>> Begin RECORDS FOR THE EXERCISE
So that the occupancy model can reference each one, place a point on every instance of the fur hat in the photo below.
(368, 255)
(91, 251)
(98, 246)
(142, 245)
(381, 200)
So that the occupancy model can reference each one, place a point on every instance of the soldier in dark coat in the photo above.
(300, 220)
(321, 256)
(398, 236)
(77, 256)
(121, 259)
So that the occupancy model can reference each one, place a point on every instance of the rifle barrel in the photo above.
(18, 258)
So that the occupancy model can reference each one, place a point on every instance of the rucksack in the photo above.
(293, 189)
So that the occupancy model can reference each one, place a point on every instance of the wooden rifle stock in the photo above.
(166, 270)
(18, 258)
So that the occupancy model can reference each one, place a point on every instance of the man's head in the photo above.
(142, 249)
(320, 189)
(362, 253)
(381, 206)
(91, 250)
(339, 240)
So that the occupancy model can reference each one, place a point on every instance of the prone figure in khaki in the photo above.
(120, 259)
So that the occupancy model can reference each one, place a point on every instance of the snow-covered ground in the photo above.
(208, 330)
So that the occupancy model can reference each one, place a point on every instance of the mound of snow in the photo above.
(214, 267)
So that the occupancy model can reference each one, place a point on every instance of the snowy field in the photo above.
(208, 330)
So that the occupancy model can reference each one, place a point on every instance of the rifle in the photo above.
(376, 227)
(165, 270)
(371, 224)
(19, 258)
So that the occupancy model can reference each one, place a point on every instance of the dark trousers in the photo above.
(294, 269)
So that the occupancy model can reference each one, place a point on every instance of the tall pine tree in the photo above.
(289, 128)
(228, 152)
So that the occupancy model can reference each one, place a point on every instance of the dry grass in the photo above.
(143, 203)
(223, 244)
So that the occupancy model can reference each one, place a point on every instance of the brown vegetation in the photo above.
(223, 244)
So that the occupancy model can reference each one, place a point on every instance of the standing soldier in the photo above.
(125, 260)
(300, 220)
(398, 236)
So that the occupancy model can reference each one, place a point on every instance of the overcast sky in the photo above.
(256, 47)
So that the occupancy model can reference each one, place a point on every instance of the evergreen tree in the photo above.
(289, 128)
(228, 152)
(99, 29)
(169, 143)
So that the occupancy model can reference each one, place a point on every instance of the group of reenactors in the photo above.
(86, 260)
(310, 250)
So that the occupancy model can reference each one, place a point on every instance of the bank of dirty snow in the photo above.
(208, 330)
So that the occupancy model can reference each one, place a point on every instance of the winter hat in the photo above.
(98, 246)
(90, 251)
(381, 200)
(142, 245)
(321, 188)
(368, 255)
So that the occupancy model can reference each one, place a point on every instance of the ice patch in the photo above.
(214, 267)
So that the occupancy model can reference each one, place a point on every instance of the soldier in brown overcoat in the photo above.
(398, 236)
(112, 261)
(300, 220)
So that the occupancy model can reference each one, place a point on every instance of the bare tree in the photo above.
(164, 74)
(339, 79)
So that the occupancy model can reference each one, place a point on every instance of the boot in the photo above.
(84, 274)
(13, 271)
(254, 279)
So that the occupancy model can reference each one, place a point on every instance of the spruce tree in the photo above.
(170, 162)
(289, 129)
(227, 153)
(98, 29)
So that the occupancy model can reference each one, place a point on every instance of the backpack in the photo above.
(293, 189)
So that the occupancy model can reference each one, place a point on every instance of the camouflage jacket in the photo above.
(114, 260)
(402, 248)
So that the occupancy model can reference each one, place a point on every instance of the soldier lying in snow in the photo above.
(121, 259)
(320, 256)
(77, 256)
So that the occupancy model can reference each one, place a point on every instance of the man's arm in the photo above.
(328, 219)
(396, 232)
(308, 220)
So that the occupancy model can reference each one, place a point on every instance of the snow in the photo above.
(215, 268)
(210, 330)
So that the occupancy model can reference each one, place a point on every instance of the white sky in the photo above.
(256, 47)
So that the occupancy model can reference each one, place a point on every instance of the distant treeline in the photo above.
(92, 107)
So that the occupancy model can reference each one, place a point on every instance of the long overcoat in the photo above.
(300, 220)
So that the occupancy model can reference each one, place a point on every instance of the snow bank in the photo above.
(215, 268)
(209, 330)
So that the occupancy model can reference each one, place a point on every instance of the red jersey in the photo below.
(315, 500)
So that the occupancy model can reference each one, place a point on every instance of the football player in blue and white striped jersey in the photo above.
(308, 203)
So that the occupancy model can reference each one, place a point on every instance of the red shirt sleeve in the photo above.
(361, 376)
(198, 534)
>> End RECORDS FOR THE EXERCISE
◆ YOUR GOAL
Repeat the data precisely, line by line.

◆ EXERCISE ANSWER
So that the occupancy model can reference each one, place a point on every instance of the fur hat in the photo below.
(368, 255)
(91, 251)
(98, 246)
(142, 245)
(381, 200)
So that the occupancy model can reference each one, place a point on every instance of the soldier in dark coat in the photo above.
(300, 220)
(321, 256)
(398, 236)
(77, 256)
(121, 259)
So that the occupancy model can reference each one, place a point on every instance of the rifle barrel in the photo above.
(18, 258)
So that the occupancy model can reference each one, place a point on every instance of the rucksack in the photo above.
(293, 189)
So that the occupancy model can reference each one, place a point on every instance of the wooden rifle stock in the photo above.
(166, 270)
(18, 258)
So that the occupancy model can reference each one, place a point on every instance of the man's head in the photo above.
(142, 249)
(320, 189)
(362, 253)
(381, 206)
(91, 250)
(339, 240)
So that the occupancy model can reference each one, place a point on every instance of the prone figure in khaki in the photo above.
(120, 259)
So that the occupancy model can reference each one, place a point on every instance of the snow-covered ground in the photo above.
(208, 330)
So that the occupancy model can reference each one, place a point on every instance of the mound of snow in the photo above.
(214, 267)
So that the occupancy model can reference each one, place a point on every instance of the snowy field in the photo above.
(208, 330)
So that the occupancy model can reference each one, place a point on every instance of the rifle in the photo above.
(376, 227)
(165, 270)
(371, 224)
(19, 258)
So that the occupancy model can reference each one, place a point on every instance of the dark trousers in the photo above.
(294, 269)
So that the occupancy model can reference each one, place a point on every instance of the tall pine tree in the photo above.
(289, 128)
(228, 152)
So that the occupancy model can reference each one, place a point on every instance of the dry grass in the photo above.
(143, 203)
(223, 244)
So that the occupancy model can reference each one, place a point on every instance of the brown vegetation in the photo above.
(223, 244)
So that the occupancy model can reference each one, place a point on every instance of the standing soldier in the photo above.
(125, 260)
(300, 220)
(398, 236)
So that the occupancy model can reference each one, place a point on every instance of the overcast sky in the photo above.
(256, 47)
So that the occupancy model can reference each one, place a point on every instance of the evergreen tree in the photo above.
(289, 128)
(228, 152)
(99, 29)
(169, 143)
So that the occupancy model can reference each one, place a point on every instance of the group of reenactors in the photo above.
(86, 260)
(310, 250)
So that the occupancy model can reference each one, place a point on every instance of the bank of dirty snow in the photo above.
(208, 330)
So that the occupancy model can reference each one, place a point on every instance of the winter hat in the photo above.
(98, 246)
(90, 251)
(381, 200)
(142, 245)
(321, 188)
(368, 255)
So that the occupancy model can reference each one, place a point on every instance of the ice patch in the photo above.
(214, 267)
So that the occupancy model can reference each one, place a point on every instance of the soldier in brown overcoat in the photo above.
(398, 236)
(112, 261)
(300, 220)
So that the occupancy model can reference each one, place a point on every instance of the bare tree in the photo above.
(164, 74)
(339, 79)
So that the occupancy model can reference each one, place a point on every instance of the boot in the photo above.
(84, 274)
(13, 271)
(254, 279)
So that the occupancy model can reference each one, place a point on every instance of the spruce tree in the photo above.
(170, 162)
(289, 129)
(227, 153)
(98, 29)
So that the occupancy model can reference each one, place a point on every instance of the backpack in the photo above.
(293, 189)
So that the occupancy model can reference each one, place a point on every instance of the camouflage jacket in the photo above.
(114, 260)
(402, 248)
So that the occupancy model can reference each one, place a point on every instance of the soldier lying in snow in the photo above.
(121, 259)
(320, 256)
(77, 256)
So that the occupancy model can reference each one, place a point on every instance of the man's arm in the photo above.
(328, 219)
(396, 232)
(308, 220)
So that the occupancy model can reference each one, place a point on every instance of the snow in the photo above.
(215, 268)
(210, 330)
So that the occupancy model can reference each one, place a point on every instance of the white sky in the photo above.
(256, 47)
So that the occupancy model can reference each one, place a point on every instance of the distant treeline in the photo above.
(92, 107)
So that the occupancy model can reference each one, place a point on every instance of the long overcoat in the photo above.
(300, 220)
So that the occupancy model can reference each one, place a point on every instance of the snow bank in the photo above.
(215, 268)
(209, 330)
So that the occupancy model can reference each one, place a point on every instance of the red jersey in the photo below.
(315, 500)
So that the occupancy model can reference each one, place a point on every instance of the football player in blue and white striped jersey in the photo above.
(308, 203)
So that the occupancy model can reference each one, place a point on every instance of the red shirt sleeve in the photo above.
(361, 376)
(198, 534)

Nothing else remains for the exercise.